[Opening Material to process section]

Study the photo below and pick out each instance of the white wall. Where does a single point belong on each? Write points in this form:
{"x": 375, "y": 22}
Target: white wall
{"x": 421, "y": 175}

[Closing Material to process section]
[Opening Material to process section]

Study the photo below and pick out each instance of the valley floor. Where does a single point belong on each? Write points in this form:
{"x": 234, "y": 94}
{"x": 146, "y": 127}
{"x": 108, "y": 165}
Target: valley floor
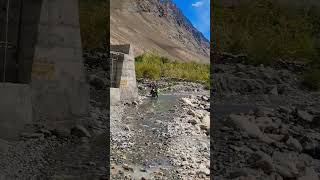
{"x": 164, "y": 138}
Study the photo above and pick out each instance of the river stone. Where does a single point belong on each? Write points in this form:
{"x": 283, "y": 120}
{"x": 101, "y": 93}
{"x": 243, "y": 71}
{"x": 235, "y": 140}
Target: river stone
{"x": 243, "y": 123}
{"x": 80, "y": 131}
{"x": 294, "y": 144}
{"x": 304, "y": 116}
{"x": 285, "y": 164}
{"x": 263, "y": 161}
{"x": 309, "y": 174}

[Closing Material to process section]
[Opening Material to process section]

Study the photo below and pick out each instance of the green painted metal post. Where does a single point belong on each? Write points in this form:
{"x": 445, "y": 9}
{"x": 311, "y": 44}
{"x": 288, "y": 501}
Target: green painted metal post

[Closing Material to process section]

Find how many lines in the material above contain "post", and answer with that number only.

2